- [WRITTEN PROBLEM]
Turn each of the records below into a numbered list with one line per item, leaving out any blank lines.
○ ○ ○ ○
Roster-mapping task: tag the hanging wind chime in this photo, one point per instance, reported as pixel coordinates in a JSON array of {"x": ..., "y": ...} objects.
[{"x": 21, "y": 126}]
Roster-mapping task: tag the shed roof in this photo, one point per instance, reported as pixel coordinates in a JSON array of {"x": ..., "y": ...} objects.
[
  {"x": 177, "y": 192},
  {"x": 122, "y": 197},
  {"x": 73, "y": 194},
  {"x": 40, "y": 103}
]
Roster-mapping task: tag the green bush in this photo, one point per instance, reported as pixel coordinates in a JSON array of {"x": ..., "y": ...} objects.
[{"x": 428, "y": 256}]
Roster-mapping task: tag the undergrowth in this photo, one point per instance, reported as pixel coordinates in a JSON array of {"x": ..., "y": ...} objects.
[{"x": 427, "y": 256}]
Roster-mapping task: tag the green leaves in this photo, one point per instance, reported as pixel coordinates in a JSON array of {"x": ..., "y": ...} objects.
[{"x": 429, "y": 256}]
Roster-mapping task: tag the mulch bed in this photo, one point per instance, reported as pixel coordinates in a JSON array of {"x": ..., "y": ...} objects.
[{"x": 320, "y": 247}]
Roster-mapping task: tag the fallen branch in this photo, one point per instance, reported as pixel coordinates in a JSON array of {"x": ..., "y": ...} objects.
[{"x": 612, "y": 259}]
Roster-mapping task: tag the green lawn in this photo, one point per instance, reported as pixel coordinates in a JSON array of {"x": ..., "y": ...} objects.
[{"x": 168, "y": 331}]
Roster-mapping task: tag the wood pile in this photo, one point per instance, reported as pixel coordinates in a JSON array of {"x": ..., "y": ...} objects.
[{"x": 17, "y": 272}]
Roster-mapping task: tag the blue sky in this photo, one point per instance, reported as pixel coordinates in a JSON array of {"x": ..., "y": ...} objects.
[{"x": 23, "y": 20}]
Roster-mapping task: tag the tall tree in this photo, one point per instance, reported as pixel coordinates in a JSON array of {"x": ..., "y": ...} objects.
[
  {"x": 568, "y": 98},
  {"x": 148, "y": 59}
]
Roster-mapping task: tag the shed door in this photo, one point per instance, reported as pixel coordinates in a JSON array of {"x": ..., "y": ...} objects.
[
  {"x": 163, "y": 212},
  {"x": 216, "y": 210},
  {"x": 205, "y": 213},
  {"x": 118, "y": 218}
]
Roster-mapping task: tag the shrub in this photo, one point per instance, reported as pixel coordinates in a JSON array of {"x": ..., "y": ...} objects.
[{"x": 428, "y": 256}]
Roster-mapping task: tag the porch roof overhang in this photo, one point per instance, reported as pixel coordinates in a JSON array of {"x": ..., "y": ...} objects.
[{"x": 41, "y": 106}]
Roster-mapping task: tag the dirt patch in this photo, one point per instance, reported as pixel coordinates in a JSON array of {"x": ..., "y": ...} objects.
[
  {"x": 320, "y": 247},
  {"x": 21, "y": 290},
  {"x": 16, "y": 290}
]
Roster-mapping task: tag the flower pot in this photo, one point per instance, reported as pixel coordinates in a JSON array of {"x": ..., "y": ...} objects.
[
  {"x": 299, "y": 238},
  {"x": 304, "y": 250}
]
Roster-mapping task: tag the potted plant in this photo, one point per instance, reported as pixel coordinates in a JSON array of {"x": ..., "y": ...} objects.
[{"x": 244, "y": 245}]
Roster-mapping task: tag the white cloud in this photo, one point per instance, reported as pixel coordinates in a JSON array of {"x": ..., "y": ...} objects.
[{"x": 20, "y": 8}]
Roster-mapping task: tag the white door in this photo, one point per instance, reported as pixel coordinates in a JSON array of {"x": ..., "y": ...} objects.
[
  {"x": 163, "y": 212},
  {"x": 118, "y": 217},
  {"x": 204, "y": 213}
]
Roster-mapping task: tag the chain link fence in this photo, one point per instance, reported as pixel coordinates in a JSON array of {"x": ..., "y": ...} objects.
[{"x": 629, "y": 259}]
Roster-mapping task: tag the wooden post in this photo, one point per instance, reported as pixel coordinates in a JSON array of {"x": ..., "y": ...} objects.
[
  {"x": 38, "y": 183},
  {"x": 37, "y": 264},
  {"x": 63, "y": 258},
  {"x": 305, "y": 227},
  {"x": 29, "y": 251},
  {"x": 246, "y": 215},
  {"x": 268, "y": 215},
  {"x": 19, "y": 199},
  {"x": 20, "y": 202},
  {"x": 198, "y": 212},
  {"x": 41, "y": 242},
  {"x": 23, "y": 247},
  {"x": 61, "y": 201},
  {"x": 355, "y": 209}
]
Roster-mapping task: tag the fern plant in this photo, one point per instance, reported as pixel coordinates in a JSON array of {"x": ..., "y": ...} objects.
○ ○ ○ ○
- [OUTPUT OF THE EXERCISE]
1. Roster-mapping task: tag the hanging wind chime in this photo, one point per instance, reported as pixel coordinates in a JSON array of {"x": ..., "y": ...} objects.
2. [{"x": 21, "y": 126}]
3. Roster-mapping task: tag the shed roof in this photo, one point per instance, reported as pixel coordinates in a JSON array of {"x": ..., "y": ...} objects.
4. [
5.   {"x": 177, "y": 192},
6.   {"x": 122, "y": 197},
7.   {"x": 73, "y": 194},
8.   {"x": 40, "y": 103}
9. ]
10. Roster-mapping task: tag the green bush in this photo, one point per instance, reported as pixel coordinates in a JSON array of {"x": ..., "y": ...} objects.
11. [{"x": 428, "y": 256}]
12. Roster-mapping task: tag the undergrowth in this photo, one point per instance, reported as pixel coordinates in a JSON array of {"x": ..., "y": ...} objects.
13. [{"x": 427, "y": 256}]
14. Roster-mapping task: tag the green leaves in this photo, one point per instance, reported as pixel coordinates in a JSON array of {"x": ..., "y": ...} objects.
15. [{"x": 429, "y": 256}]
16. Roster-mapping task: tag the mulch bed in this photo, one point per instance, reported as pixel coordinates in a JSON array of {"x": ..., "y": ...} objects.
17. [{"x": 320, "y": 247}]
18. Roster-mapping task: tag the fallen branch in this photo, one point per instance, reported as pixel coordinates in a JSON array of {"x": ..., "y": ...} objects.
19. [{"x": 612, "y": 259}]
20. Roster-mapping task: tag the green lawn in this photo, one point per instance, reported as pixel coordinates in a JSON array of {"x": ..., "y": ...} objects.
21. [{"x": 168, "y": 331}]
22. Roster-mapping task: tag the wood pile in this photo, one point per instance, reported as pixel coordinates in a JSON array of {"x": ..., "y": ...} objects.
23. [{"x": 17, "y": 272}]
24. Roster-mapping task: tag the blue sky in this photo, one point per instance, reported as pixel coordinates in a JSON array of {"x": ..., "y": ...} objects.
25. [{"x": 23, "y": 20}]
26. Roster-mapping task: tag the tall tree in this photo, one point per instance, reported as pixel coordinates in a JSON array of {"x": ..., "y": ...} objects.
27. [
28.   {"x": 568, "y": 98},
29.   {"x": 148, "y": 59}
30. ]
31. Roster-mapping task: tag the shed door in this photo, one point per instance, reported as pixel coordinates in a JSON array of {"x": ..., "y": ...} objects.
32. [
33.   {"x": 163, "y": 212},
34.   {"x": 216, "y": 210},
35.   {"x": 205, "y": 213},
36.   {"x": 118, "y": 218}
37. ]
38. Roster-mapping task: tag the shrub in this photo, one point per instance, reported as pixel coordinates in a JSON array of {"x": ..., "y": ...} objects.
39. [{"x": 428, "y": 256}]
40. Roster-mapping task: tag the porch roof overhang in this photo, one point per instance, reported as pixel coordinates in a JSON array of {"x": ..., "y": ...} objects.
41. [{"x": 41, "y": 106}]
42. Roster-mapping task: tag the dirt patch in this photo, one point per instance, reported as pixel coordinates in a JSON array of {"x": ..., "y": ...} objects.
43. [
44.   {"x": 320, "y": 247},
45.   {"x": 21, "y": 290},
46.   {"x": 16, "y": 290}
47. ]
48. Roster-mapping task: tag the flower pot in this photo, one point per instance, reported as pixel coordinates in a JSON array of {"x": ..., "y": ...} objects.
49. [
50.   {"x": 299, "y": 238},
51.   {"x": 304, "y": 250}
52. ]
53. Roster-mapping task: tag the potted plant in this photo, one point per instance, reported as pixel coordinates in a JSON array of {"x": ..., "y": ...} objects.
54. [{"x": 244, "y": 245}]
55. Roster-mapping task: tag the white cloud in this photo, one point per instance, reported as pixel coordinates in a JSON array of {"x": ..., "y": ...} objects.
56. [{"x": 20, "y": 8}]
57. Roster-mapping task: tag the white door in this photo, one point per instance, reported as pixel coordinates in a JSON array of {"x": ..., "y": ...} objects.
58. [
59.   {"x": 163, "y": 212},
60.   {"x": 118, "y": 217},
61.   {"x": 204, "y": 213}
62. ]
63. Roster-mapping task: tag the chain link fence in this photo, one point per instance, reported as pixel coordinates in a JSON array of {"x": ..., "y": ...} objects.
64. [{"x": 629, "y": 259}]
65. Roster-mapping task: tag the wooden post in this photo, one point per instance, reported as pixel coordinates in a JSON array of {"x": ..., "y": ...} objects.
66. [
67.   {"x": 38, "y": 183},
68.   {"x": 37, "y": 264},
69.   {"x": 63, "y": 258},
70.   {"x": 305, "y": 227},
71.   {"x": 29, "y": 251},
72.   {"x": 246, "y": 215},
73.   {"x": 268, "y": 215},
74.   {"x": 19, "y": 199},
75.   {"x": 20, "y": 202},
76.   {"x": 198, "y": 212},
77.   {"x": 41, "y": 242},
78.   {"x": 23, "y": 247},
79.   {"x": 61, "y": 201},
80.   {"x": 355, "y": 209}
81. ]
82. Roster-mapping task: tag the fern plant in this photo, one point per instance, reported as pixel coordinates in a JSON array of {"x": ..., "y": ...} objects.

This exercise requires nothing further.